What you will do:
All lines of the records below that contain the word "with" must be listed.

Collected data
......
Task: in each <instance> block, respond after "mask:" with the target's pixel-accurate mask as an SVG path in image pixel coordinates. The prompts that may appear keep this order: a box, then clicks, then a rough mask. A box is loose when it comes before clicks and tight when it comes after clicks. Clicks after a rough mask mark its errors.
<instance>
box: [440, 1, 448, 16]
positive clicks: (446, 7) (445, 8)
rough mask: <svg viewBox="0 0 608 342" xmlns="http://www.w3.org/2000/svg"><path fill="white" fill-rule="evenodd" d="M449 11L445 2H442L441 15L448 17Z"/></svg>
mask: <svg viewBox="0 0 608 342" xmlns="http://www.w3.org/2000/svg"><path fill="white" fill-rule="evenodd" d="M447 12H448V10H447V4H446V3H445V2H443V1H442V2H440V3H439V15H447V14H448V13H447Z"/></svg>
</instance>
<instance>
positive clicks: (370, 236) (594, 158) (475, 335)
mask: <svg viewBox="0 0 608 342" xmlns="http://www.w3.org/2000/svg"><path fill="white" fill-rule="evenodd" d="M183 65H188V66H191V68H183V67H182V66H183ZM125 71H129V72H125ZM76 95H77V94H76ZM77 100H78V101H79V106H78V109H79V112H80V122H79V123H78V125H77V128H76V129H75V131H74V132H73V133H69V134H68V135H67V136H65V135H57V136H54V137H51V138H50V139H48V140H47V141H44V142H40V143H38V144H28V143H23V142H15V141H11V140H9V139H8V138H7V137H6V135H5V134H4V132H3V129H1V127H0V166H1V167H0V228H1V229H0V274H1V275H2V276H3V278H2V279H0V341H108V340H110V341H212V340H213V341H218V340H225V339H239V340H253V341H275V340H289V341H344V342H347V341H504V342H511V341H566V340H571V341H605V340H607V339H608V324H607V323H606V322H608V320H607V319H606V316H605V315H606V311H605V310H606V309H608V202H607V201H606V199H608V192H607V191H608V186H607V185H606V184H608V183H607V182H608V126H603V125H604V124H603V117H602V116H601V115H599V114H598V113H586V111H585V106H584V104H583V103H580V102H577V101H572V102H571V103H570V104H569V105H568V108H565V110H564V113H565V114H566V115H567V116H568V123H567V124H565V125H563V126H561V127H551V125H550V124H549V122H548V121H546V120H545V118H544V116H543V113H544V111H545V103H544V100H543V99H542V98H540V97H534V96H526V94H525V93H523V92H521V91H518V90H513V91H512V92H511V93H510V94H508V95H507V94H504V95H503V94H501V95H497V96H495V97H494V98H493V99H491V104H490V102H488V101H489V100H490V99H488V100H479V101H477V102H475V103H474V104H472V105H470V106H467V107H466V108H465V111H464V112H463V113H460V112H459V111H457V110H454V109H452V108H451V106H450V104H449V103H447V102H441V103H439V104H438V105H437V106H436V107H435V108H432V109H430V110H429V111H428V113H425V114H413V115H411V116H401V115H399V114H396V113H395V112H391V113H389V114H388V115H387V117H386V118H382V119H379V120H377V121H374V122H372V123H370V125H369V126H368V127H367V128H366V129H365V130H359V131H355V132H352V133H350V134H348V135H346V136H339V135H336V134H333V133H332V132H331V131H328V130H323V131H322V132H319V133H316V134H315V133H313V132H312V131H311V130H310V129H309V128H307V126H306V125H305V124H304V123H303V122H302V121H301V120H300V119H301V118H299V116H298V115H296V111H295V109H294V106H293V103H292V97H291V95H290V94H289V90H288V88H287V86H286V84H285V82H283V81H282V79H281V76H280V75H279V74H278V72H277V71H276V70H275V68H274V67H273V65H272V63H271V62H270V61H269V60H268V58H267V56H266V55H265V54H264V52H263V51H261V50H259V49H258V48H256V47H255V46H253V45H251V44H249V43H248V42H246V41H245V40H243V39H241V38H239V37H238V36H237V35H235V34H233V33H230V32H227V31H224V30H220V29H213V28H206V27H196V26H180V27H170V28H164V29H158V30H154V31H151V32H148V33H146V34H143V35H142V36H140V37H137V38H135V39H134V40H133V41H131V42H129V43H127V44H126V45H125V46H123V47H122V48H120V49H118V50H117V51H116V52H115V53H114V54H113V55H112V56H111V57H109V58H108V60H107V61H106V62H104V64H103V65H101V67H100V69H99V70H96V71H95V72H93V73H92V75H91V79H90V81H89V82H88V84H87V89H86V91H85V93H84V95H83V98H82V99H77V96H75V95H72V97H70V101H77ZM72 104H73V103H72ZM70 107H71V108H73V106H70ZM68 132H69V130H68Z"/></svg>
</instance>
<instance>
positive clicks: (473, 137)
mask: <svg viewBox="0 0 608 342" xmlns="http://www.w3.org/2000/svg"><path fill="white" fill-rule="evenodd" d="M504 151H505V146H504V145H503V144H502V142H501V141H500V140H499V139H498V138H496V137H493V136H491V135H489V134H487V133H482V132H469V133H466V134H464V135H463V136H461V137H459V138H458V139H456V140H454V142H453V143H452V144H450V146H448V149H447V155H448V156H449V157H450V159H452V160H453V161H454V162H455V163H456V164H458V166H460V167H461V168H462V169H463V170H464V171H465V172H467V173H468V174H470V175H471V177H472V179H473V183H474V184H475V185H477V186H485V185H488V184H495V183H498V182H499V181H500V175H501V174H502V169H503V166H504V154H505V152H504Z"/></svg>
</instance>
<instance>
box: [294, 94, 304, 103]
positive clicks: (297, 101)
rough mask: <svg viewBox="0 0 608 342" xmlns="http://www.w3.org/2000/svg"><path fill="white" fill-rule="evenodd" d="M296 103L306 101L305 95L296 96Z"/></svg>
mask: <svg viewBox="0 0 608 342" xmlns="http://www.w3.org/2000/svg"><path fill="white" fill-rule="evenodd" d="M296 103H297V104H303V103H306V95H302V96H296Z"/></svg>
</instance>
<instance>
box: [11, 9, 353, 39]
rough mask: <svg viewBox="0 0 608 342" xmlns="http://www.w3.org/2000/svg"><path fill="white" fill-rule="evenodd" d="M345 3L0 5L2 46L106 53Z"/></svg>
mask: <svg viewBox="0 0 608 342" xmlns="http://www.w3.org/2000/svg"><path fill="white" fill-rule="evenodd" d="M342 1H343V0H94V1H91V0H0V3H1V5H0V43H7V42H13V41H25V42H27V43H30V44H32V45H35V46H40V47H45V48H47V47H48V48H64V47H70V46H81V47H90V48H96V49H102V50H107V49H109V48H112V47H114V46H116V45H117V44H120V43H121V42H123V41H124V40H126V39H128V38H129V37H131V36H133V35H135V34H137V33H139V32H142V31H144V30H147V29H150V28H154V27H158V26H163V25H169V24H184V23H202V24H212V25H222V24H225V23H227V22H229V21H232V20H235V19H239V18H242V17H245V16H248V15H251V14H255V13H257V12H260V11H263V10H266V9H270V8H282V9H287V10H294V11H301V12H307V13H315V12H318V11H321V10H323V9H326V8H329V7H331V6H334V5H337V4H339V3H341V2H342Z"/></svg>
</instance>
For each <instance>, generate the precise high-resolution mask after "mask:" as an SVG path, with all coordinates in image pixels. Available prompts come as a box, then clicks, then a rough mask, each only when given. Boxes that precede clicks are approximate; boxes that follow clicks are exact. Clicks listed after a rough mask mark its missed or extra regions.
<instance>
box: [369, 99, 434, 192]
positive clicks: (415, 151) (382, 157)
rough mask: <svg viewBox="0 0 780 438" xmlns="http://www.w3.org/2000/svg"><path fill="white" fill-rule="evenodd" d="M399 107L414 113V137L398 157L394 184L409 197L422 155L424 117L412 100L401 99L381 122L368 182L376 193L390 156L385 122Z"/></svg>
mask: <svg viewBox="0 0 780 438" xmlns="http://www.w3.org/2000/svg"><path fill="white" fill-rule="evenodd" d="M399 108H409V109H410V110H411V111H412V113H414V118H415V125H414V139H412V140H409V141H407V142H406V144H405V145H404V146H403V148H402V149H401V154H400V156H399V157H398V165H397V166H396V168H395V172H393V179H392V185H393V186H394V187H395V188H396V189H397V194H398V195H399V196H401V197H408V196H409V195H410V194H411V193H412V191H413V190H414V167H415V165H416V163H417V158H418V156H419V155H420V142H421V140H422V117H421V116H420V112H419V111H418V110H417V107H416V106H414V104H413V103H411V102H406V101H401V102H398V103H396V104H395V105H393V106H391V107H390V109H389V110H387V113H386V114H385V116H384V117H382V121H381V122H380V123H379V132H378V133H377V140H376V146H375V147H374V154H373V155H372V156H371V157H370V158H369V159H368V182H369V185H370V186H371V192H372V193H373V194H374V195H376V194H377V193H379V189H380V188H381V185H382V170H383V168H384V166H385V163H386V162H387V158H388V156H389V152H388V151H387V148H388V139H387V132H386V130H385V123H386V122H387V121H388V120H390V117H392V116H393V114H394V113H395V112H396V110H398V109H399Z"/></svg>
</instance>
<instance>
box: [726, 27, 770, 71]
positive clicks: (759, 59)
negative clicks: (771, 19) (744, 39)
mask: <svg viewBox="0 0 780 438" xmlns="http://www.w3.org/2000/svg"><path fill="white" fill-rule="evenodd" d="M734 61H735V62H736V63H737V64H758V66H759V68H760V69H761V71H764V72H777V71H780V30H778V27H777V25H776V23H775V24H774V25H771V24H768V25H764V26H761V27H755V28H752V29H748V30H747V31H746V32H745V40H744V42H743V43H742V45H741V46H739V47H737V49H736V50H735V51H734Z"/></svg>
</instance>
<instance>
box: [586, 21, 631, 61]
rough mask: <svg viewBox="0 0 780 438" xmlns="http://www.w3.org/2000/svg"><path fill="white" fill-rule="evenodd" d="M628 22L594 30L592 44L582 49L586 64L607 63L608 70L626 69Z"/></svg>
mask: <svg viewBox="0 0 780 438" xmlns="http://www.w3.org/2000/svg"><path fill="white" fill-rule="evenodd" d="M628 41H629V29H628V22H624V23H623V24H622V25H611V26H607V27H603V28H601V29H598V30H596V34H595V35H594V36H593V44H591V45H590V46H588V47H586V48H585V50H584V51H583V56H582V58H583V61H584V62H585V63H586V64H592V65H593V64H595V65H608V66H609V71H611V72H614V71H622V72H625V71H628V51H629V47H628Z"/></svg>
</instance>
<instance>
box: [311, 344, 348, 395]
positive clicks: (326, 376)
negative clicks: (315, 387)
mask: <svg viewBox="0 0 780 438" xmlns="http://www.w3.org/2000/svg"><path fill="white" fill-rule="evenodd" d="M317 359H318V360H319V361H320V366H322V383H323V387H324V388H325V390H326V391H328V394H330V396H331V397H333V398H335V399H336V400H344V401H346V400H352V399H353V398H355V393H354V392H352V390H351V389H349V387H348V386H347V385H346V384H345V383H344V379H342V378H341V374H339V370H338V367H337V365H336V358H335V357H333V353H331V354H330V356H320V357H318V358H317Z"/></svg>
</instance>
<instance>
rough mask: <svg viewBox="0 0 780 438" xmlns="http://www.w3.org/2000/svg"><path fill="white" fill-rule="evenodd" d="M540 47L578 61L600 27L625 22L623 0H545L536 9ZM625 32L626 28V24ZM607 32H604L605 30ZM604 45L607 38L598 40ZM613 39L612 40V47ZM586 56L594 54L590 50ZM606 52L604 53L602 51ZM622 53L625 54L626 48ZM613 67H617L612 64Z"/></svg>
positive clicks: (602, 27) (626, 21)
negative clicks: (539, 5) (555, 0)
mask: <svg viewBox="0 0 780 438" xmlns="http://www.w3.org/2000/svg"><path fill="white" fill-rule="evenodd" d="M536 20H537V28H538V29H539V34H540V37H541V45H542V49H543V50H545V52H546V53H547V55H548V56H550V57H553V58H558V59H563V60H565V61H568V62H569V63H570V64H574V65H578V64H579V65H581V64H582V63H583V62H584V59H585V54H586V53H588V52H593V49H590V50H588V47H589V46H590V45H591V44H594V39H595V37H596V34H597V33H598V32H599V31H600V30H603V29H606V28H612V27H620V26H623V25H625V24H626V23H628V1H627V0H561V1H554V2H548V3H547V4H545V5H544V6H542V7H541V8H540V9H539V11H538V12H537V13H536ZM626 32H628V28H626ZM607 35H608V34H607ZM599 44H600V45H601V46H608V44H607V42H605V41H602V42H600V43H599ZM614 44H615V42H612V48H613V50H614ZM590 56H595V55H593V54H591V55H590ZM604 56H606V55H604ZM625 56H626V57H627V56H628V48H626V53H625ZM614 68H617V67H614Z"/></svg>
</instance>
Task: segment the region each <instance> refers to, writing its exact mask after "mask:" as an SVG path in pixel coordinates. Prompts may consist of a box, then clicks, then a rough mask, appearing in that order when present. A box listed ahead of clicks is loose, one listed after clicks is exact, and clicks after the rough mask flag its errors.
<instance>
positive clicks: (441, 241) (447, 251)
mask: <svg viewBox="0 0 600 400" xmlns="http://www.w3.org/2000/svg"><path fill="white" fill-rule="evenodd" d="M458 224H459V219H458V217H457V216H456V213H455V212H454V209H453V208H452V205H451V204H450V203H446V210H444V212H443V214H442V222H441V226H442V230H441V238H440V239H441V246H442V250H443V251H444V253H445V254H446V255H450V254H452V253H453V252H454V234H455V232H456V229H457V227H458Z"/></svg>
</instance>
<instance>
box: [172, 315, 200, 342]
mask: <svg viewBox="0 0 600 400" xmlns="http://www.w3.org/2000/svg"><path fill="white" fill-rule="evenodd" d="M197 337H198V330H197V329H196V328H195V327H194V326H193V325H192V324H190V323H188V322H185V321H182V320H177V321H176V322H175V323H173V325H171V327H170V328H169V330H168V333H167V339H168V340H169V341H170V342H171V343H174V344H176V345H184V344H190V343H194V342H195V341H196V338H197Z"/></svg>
......
Result for this exercise:
Task: in each <instance> block, respond after "mask:" with the target's pixel-accurate mask as an SVG path in image pixel coordinates. The prompts that may appear keep this order: a box, then clicks, then a rough mask. A box is loose when it comes before clicks and tight when it comes after clicks. Clicks after a rough mask mark its errors.
For each <instance>, generate the precise high-resolution mask after "mask:" as an SVG path, with all coordinates in image pixels. Available prompts come as a box, then clicks, then a rough mask, each only when given. Boxes that precede clicks are approximate; boxes that follow clicks are exact. Clicks listed after a rough mask mark its missed or extra regions.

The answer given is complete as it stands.